**What you need to do**
Select each line of the listing below that contains the string "shorts", and copy those lines out.

(Image annotation data)
◆ ◆ ◆ ◆ ◆

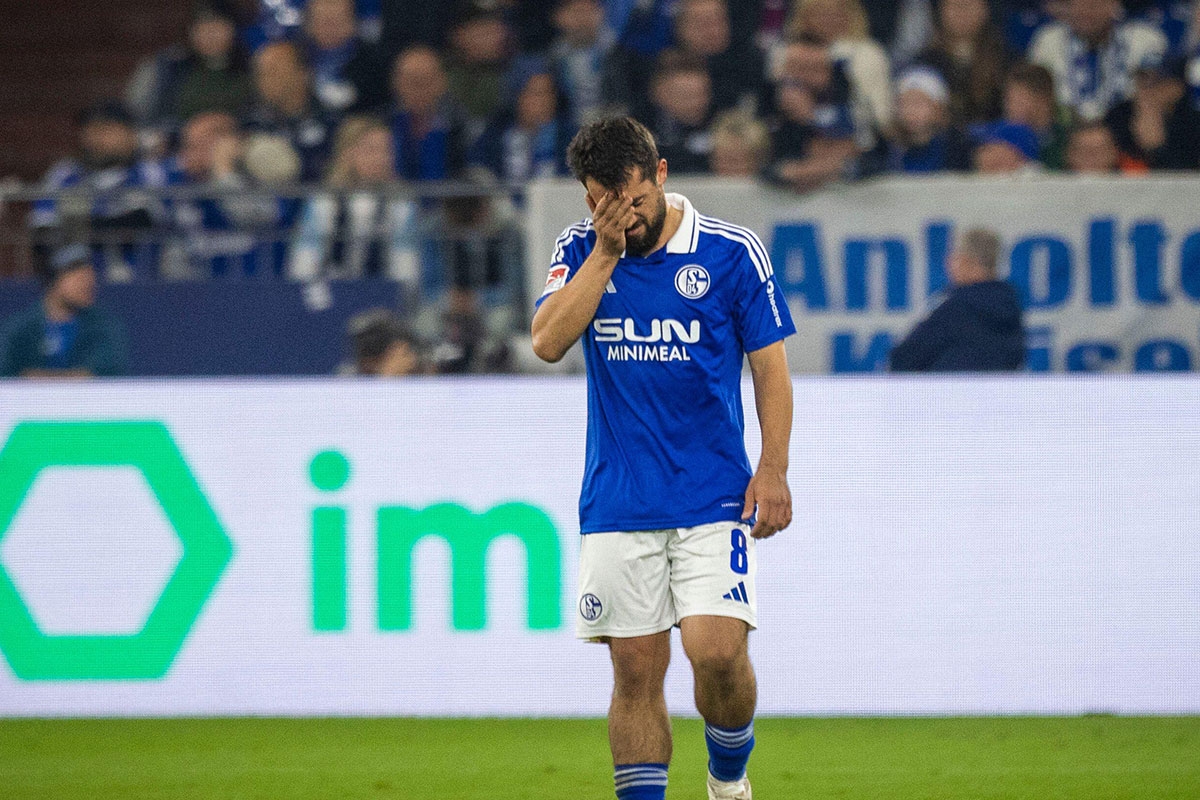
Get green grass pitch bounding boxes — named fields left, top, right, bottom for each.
left=0, top=716, right=1200, bottom=800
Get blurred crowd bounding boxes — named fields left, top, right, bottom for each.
left=7, top=0, right=1200, bottom=376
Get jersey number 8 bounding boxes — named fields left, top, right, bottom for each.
left=730, top=528, right=750, bottom=575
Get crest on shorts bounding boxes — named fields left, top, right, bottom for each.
left=676, top=264, right=712, bottom=300
left=580, top=594, right=604, bottom=622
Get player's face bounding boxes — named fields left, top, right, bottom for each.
left=588, top=160, right=667, bottom=258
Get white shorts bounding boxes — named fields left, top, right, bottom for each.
left=575, top=522, right=758, bottom=639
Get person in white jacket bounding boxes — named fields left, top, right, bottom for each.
left=1030, top=0, right=1166, bottom=121
left=774, top=0, right=895, bottom=144
left=288, top=116, right=420, bottom=284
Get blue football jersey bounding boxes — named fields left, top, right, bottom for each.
left=538, top=194, right=796, bottom=534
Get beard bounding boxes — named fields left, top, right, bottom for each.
left=625, top=192, right=667, bottom=258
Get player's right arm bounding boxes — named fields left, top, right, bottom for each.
left=532, top=192, right=635, bottom=363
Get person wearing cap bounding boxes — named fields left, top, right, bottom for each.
left=302, top=0, right=388, bottom=116
left=0, top=245, right=128, bottom=378
left=30, top=101, right=167, bottom=281
left=887, top=67, right=971, bottom=174
left=1028, top=0, right=1166, bottom=121
left=971, top=121, right=1042, bottom=175
left=242, top=42, right=335, bottom=182
left=1105, top=55, right=1200, bottom=172
left=467, top=56, right=575, bottom=181
left=125, top=0, right=253, bottom=131
left=766, top=35, right=859, bottom=192
left=889, top=228, right=1025, bottom=372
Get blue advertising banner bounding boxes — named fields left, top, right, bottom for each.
left=528, top=176, right=1200, bottom=373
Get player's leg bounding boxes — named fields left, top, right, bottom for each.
left=576, top=531, right=677, bottom=800
left=608, top=631, right=671, bottom=800
left=679, top=616, right=758, bottom=724
left=668, top=523, right=757, bottom=800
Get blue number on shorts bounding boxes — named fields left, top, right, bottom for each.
left=730, top=528, right=750, bottom=575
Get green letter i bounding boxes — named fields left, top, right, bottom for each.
left=308, top=450, right=350, bottom=631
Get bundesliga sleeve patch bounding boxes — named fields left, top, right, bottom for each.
left=541, top=264, right=570, bottom=297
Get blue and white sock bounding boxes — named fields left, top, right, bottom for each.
left=704, top=720, right=754, bottom=782
left=612, top=764, right=667, bottom=800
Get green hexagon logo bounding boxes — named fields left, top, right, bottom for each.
left=0, top=421, right=233, bottom=680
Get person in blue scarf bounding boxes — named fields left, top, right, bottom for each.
left=887, top=67, right=971, bottom=174
left=304, top=0, right=388, bottom=115
left=0, top=245, right=128, bottom=378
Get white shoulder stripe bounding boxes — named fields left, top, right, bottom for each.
left=553, top=219, right=592, bottom=264
left=701, top=222, right=772, bottom=283
left=702, top=217, right=775, bottom=275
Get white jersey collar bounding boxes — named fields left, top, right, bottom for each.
left=666, top=192, right=700, bottom=254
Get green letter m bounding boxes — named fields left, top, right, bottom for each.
left=378, top=503, right=562, bottom=631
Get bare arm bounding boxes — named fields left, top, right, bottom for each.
left=533, top=193, right=634, bottom=363
left=742, top=342, right=792, bottom=539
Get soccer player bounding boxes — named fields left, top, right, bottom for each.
left=533, top=118, right=796, bottom=800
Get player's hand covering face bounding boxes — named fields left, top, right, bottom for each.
left=588, top=192, right=636, bottom=258
left=587, top=167, right=667, bottom=258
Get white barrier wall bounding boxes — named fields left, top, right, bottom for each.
left=0, top=378, right=1200, bottom=716
left=527, top=175, right=1200, bottom=373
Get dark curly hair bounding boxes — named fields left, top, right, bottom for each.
left=566, top=116, right=659, bottom=190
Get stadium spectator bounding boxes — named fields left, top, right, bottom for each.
left=125, top=0, right=253, bottom=131
left=863, top=0, right=935, bottom=65
left=248, top=0, right=384, bottom=50
left=640, top=50, right=713, bottom=175
left=889, top=228, right=1025, bottom=372
left=379, top=0, right=458, bottom=53
left=887, top=67, right=971, bottom=174
left=606, top=0, right=764, bottom=118
left=1106, top=56, right=1200, bottom=170
left=337, top=308, right=425, bottom=378
left=971, top=122, right=1040, bottom=175
left=1067, top=120, right=1118, bottom=175
left=787, top=0, right=894, bottom=142
left=709, top=109, right=770, bottom=178
left=446, top=0, right=515, bottom=133
left=0, top=245, right=128, bottom=378
left=1030, top=0, right=1166, bottom=120
left=245, top=42, right=334, bottom=181
left=304, top=0, right=388, bottom=116
left=1180, top=0, right=1200, bottom=110
left=674, top=0, right=764, bottom=112
left=1003, top=64, right=1069, bottom=169
left=288, top=116, right=420, bottom=284
left=550, top=0, right=616, bottom=125
left=163, top=112, right=283, bottom=278
left=470, top=64, right=575, bottom=181
left=30, top=101, right=167, bottom=281
left=767, top=37, right=859, bottom=192
left=391, top=44, right=467, bottom=181
left=917, top=0, right=1008, bottom=126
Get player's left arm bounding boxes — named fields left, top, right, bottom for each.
left=742, top=341, right=792, bottom=539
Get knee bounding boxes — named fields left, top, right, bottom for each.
left=612, top=649, right=670, bottom=697
left=688, top=638, right=746, bottom=676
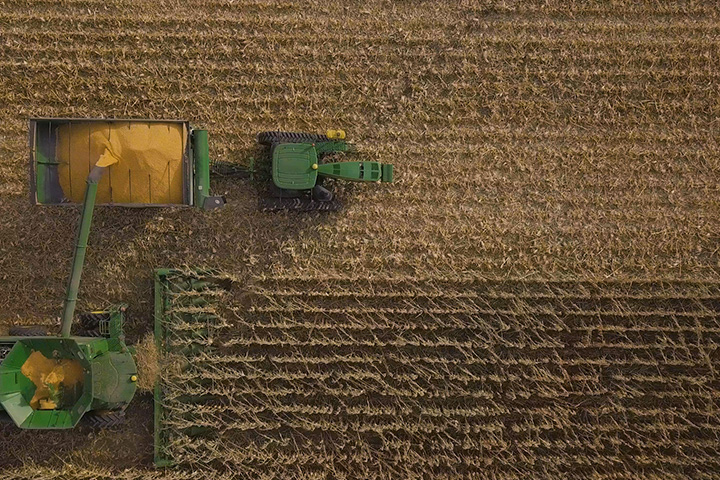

◆ ◆ ◆ ◆ ◆

**Answer to this problem**
Get crest on shorts bounding boxes — named fields left, top, right, bottom for each.
Get white shorts bounding boxes — named fields left, top, right, bottom for each.
Get blue number on shorts bounding boxes — named fields left, top, right, bottom for each.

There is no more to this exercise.